## [Prompt]
Begin with the first line of the entries below. Copy each line exactly, stopping after the one that contains "--target green leaf".

Dataset entries:
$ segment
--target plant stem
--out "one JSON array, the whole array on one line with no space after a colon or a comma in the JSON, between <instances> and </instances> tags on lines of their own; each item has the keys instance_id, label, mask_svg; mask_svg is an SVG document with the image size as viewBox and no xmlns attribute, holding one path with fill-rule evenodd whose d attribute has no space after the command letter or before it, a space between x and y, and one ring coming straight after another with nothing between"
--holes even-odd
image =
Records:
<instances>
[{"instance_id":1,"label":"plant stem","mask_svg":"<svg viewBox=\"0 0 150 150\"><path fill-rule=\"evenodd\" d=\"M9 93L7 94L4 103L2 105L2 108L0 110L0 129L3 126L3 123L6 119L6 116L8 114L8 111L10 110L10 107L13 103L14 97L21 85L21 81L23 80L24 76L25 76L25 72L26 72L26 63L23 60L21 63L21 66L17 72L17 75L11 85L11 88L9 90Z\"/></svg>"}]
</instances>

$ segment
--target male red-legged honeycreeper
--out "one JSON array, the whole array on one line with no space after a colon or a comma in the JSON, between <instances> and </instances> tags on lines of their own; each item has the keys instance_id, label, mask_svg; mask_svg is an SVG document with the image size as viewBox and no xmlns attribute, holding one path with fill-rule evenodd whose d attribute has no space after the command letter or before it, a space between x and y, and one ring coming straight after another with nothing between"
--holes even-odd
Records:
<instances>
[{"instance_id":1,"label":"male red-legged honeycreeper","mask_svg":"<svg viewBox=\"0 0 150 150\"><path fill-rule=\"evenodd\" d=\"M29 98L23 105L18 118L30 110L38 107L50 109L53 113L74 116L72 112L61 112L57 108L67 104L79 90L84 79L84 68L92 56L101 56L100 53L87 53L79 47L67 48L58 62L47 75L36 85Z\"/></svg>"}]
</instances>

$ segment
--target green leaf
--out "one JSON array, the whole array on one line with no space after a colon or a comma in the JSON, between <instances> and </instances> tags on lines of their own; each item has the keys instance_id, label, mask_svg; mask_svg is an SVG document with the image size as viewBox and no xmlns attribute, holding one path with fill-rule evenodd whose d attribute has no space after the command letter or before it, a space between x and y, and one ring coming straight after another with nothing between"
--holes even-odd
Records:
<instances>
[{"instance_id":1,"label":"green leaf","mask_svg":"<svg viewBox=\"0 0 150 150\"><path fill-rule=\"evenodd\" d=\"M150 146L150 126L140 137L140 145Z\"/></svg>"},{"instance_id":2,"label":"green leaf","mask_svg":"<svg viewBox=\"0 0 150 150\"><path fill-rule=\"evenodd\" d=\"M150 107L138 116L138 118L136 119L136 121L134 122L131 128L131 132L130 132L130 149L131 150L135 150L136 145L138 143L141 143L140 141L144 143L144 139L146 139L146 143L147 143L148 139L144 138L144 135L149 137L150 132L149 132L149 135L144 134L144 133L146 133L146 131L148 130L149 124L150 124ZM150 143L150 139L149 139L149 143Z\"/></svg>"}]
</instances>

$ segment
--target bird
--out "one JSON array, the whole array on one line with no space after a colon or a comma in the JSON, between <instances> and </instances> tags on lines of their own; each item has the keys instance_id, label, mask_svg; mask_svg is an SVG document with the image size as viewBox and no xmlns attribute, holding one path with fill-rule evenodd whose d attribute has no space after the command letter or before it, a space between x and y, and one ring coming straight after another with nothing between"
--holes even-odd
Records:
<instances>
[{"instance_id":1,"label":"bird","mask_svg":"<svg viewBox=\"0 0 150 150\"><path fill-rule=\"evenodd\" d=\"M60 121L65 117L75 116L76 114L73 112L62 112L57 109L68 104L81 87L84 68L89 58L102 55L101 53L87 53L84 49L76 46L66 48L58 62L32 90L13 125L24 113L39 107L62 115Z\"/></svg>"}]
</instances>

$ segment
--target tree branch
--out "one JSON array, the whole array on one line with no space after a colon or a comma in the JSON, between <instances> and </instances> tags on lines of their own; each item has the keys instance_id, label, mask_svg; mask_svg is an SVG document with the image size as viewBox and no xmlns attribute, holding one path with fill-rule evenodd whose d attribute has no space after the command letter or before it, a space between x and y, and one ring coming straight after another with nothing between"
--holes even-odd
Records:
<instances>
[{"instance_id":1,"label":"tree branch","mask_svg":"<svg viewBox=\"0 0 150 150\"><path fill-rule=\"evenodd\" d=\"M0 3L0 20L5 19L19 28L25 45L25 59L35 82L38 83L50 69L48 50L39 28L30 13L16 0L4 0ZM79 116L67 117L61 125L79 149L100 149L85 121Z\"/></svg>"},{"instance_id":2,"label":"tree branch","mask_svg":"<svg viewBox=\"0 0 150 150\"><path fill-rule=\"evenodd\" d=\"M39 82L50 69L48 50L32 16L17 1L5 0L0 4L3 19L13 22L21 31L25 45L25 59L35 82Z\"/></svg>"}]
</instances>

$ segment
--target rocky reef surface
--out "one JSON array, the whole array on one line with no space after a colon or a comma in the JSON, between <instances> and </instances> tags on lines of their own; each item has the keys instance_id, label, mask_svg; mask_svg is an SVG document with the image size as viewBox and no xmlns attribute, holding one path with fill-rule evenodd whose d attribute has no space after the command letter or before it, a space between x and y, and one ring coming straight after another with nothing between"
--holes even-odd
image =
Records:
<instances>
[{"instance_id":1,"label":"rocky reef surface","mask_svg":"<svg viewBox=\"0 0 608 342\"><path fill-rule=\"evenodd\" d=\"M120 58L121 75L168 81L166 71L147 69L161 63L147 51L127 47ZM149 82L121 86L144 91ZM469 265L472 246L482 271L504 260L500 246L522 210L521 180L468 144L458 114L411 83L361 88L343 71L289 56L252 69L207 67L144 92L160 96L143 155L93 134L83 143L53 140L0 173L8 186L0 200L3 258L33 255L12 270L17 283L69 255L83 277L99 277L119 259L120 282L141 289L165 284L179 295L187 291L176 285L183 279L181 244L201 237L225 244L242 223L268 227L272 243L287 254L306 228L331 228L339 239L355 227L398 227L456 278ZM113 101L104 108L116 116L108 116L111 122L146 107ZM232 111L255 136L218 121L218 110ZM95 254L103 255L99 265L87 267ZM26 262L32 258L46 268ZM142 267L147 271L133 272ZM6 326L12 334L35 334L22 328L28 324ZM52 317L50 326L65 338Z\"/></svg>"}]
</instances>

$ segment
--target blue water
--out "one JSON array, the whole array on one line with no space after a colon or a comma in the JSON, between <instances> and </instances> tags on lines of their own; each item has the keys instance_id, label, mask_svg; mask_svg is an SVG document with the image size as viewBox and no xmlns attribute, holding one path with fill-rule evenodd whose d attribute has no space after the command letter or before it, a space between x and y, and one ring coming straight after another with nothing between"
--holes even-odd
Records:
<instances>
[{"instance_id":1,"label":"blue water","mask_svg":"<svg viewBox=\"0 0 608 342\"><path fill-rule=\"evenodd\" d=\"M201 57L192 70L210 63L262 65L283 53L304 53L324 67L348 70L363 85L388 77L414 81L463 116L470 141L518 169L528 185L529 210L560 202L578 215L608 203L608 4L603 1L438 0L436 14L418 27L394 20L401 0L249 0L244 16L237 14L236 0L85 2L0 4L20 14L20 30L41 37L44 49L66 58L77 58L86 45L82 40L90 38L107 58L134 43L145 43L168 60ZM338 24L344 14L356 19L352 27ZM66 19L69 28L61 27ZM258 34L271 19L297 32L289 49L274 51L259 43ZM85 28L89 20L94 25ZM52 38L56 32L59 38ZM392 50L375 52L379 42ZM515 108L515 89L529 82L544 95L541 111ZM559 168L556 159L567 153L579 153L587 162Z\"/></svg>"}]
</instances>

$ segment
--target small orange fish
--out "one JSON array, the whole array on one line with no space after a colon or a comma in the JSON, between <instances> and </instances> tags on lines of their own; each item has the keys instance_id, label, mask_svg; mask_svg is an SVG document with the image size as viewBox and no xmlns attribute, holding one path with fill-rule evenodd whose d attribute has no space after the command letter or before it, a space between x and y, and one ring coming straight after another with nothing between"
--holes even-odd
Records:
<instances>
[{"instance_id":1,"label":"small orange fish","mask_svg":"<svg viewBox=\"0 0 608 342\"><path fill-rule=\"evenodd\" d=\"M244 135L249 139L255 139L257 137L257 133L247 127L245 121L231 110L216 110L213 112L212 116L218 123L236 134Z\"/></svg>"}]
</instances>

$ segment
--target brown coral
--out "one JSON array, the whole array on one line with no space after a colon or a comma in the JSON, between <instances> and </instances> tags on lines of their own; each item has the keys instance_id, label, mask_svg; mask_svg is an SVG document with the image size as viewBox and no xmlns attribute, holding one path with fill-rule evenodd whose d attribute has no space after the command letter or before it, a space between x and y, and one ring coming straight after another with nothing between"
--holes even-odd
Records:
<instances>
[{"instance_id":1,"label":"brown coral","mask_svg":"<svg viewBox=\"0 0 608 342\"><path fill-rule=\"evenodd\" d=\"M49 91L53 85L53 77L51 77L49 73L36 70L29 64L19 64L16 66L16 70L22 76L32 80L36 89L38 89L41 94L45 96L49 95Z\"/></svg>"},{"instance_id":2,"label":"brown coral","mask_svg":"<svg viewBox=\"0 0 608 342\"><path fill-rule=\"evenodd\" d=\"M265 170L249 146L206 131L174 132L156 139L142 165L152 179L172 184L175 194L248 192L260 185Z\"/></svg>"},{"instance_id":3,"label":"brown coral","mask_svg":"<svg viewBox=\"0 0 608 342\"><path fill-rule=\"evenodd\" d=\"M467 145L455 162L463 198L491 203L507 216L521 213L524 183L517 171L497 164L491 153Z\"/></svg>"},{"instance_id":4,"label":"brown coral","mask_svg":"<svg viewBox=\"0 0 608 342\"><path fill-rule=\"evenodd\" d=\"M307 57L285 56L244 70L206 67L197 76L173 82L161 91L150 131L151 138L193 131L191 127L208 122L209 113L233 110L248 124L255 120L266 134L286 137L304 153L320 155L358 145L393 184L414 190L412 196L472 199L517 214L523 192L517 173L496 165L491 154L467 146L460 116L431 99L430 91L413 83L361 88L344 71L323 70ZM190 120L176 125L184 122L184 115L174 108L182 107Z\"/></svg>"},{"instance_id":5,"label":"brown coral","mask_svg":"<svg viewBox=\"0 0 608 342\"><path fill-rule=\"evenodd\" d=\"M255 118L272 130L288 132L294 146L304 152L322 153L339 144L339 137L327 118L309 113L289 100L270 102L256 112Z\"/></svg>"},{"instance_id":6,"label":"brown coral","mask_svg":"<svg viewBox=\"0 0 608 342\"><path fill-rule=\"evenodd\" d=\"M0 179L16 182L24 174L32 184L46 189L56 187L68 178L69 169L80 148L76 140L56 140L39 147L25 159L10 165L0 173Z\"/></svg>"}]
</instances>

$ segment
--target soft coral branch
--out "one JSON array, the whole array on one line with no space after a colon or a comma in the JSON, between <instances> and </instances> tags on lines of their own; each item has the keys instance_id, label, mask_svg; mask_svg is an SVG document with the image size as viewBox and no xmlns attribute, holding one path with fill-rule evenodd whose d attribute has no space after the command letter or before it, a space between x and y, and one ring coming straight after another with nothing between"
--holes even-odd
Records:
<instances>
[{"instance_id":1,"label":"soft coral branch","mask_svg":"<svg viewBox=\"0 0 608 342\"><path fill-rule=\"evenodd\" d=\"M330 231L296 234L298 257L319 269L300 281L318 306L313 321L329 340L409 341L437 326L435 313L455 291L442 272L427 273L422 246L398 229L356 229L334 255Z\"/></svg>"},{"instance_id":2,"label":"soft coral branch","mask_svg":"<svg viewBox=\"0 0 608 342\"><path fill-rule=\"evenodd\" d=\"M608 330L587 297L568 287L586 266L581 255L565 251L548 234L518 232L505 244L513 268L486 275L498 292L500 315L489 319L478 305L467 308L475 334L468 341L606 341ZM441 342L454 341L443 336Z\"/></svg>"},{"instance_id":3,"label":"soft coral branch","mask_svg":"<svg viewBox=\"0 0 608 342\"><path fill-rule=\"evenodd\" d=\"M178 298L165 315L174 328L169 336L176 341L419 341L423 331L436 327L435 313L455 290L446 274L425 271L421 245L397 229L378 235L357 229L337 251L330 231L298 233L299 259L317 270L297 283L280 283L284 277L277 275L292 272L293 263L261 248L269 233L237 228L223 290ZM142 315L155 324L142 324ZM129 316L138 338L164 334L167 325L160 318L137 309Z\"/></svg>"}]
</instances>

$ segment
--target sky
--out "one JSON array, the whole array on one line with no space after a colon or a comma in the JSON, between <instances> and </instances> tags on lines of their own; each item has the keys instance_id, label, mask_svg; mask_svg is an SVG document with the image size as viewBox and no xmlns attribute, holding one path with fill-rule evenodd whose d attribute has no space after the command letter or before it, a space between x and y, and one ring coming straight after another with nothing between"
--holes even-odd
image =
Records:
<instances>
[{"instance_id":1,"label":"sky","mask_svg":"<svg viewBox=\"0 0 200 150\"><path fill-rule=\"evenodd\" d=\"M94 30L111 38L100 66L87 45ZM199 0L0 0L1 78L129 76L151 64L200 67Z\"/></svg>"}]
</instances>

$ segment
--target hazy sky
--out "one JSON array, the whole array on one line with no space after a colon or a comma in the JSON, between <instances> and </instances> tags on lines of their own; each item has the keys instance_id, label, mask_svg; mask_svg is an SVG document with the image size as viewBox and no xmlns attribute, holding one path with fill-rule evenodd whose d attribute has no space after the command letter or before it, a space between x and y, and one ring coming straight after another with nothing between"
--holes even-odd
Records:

## [Result]
$ segment
--target plant stem
--out "one JSON array, the whole array on one line with no space after a colon or a comma in the JSON, between <instances> and </instances> tags on lines of their own; each item has the keys instance_id, label, mask_svg; mask_svg is an SVG document with the image size as viewBox and no xmlns attribute, holding one path with fill-rule evenodd whose d attribute has no space after the command letter or before it, a space between x and y, and one ring coming straight after another with nothing between"
--holes even-odd
image =
Records:
<instances>
[{"instance_id":1,"label":"plant stem","mask_svg":"<svg viewBox=\"0 0 150 150\"><path fill-rule=\"evenodd\" d=\"M9 93L7 94L4 103L2 105L2 108L0 110L0 129L3 126L3 123L6 119L6 116L8 114L8 111L10 110L10 107L13 103L14 97L21 85L21 81L23 80L24 76L25 76L25 72L26 72L26 63L23 60L21 63L21 66L17 72L17 75L11 85L11 88L9 90Z\"/></svg>"}]
</instances>

$ segment
--target male red-legged honeycreeper
--out "one JSON array, the whole array on one line with no space after a colon or a comma in the JSON, between <instances> and </instances> tags on lines of their own; each item has the keys instance_id, label, mask_svg; mask_svg is an SVG document with the image size as viewBox and no xmlns attribute, holding one path with fill-rule evenodd whose d attribute has no space after the command letter or before it, a space between x and y, and one ring coming straight after another with nothing between"
--holes even-odd
Records:
<instances>
[{"instance_id":1,"label":"male red-legged honeycreeper","mask_svg":"<svg viewBox=\"0 0 150 150\"><path fill-rule=\"evenodd\" d=\"M29 98L23 105L18 118L30 110L38 107L50 109L53 113L74 116L72 112L61 112L57 108L67 104L79 90L84 79L84 68L92 56L101 56L100 53L87 53L79 47L67 48L58 62L47 75L36 85Z\"/></svg>"}]
</instances>

$ segment
--target green leaf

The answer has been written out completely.